Цитируемый текст
----
При внимательном чтении любое смешение между романистом и его персонажем становится невозможным. Достоевский пишет не лирическую исповедь, а сатиру, исполненную хотя, без сомнения, горького, но все же блистательного шутовства.

«Я-то один, а они-то все» – вот он, девиз подполья. Герой стремится излить на нас гордыню и страдание уникальности, ему кажется, что он обрел абсолютную единичность, – но открытый им принцип оказывается универсальным и столь безличным, что приводит его к почти что алгебраической формуле. Его руки жадно хватаются за Ничто – и к этому-то бесконечному сизифову труду и сводится вся история современного индивидуализма. Наполнить эту подпольную формулу каким-либо содержанием последовательно пытались символизм, сюрреализм и экзистенциализм. Однако все эти предприятия преуспели в той же мере, в которой не удались. Их неудача была нужна, чтобы целые толпы присоединили свои голоса к хору «Я-то один, а онито все». Романтическое творчество запустило в оборот совокупность символов и образов, вызвавших не единение, а наоборот – вселенскую разобщенность… Как и другие общественные силы эпохи, наша литература стремится к тому, с чем якобы борется, – к единообразию, поскольку путь уравнивания – это via negativa[86]. Об американской промышленности мы рассуждаем, что она придает «индивидуальность» своим серийным продуктам, тогда как молодежь придает «индивидуальность» своей безличной тревоге, отождествляясь с одним и тем же героем против всего человечества.

Никогда подпольный человек не стоит так близко к Другим, чем когда мнит себя совершенно от них отделенным. «Я-то один, а они-то все». Взаимозаменяемость местоимений здесь бросается в глаза и грубым рывком возвращает нас к индивидуальному в коллективном. Мелкобуржуазный индивидуализм совершенно бессодержателен. Образ Сизифа неточен. Каждый из нас для себя самого – Данаидова бочка, которую он тщетно пытается наполнить. Экзистенциалисты убеждают нас, что отвергли эту бесплодную игру – но не саму бочку. Им кажется, что быть пустым – восхитительно.
----
Ваша задача
Продолжите текст о подпольном человеке Достоевского, начав сразу после его последней фразы. Следующие за текстом записи представляют собой отдельный материал.

Записи о размещении точек
----
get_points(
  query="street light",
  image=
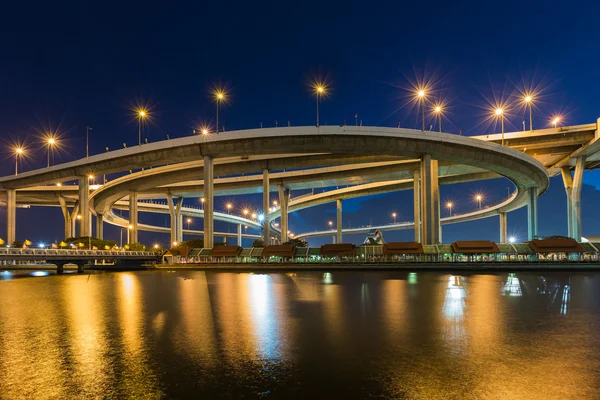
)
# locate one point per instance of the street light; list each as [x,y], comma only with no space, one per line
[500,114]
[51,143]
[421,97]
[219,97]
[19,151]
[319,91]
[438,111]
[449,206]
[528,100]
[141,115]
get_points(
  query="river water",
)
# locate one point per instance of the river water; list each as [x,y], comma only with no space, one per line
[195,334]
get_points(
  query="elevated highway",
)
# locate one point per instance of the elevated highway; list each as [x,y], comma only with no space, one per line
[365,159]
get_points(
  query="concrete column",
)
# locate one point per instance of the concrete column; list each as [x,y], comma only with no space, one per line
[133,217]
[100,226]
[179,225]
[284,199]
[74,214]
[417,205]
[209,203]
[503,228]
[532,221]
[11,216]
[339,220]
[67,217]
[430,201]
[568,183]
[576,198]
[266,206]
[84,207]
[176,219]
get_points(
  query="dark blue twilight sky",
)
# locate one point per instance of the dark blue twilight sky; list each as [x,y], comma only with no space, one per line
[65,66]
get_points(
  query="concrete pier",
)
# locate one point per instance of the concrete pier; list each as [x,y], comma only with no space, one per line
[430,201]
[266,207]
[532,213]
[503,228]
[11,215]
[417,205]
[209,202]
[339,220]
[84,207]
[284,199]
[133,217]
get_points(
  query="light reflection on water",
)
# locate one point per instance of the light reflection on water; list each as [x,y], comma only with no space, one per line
----
Ответ к заданию
* * *

Мы полагаем, что Достоевский сливается со своим персонажем, потому что никогда, мол, его не перебивает. Без сомнения, однако же подпольный человек оказывается своей формулой одурачен, а Достоевский – нет. Герой не преодолевает индивидуализма оппозиций и поэтому не может смеяться. Наши современники ненамного его веселей. Вот почему они отказывают Достоевскому в его блестящем юморе: им невдомек, что он издевается над героем. «Я-то один, а они-то все». Ирония Достоевского искрит в филигранных формулах, распыляет «индивидуалистические» претензии и умножает на ноль те «различия», которые казались чудовищными ожесточенным умам. Мы не умеем подхватить смех Достоевского, потому что не умеем смеяться над самими собой. Сегодня многие хвалят «Записки», даже и не подозревая о том, что вытаскивают из чулана созданную вот уже сотню лет назад карикатуру на самих себя.

С эпохи Первой и особенно Второй мировой войны разложение буржуазных ценностей сильно ускорилось; с каждым днем западный мир все больше походит на то, что описал в своих великих произведениях Достоевский. Чтобы вернуть «Запискам из подполья» ту язвительную жестокость, в какой обвиняли когда-то русского романиста, чаще всего достаточно кое-каких небольших перестановок. Перенесите подпольного человека от берегов Невы к берегам Сены, дайте ему вместо чиновнической карьеры писательскую – и в каждой или почти каждой строчке этого гениального текста вы увидите едкую пародию на интеллектуальные мифы нашей эпохи.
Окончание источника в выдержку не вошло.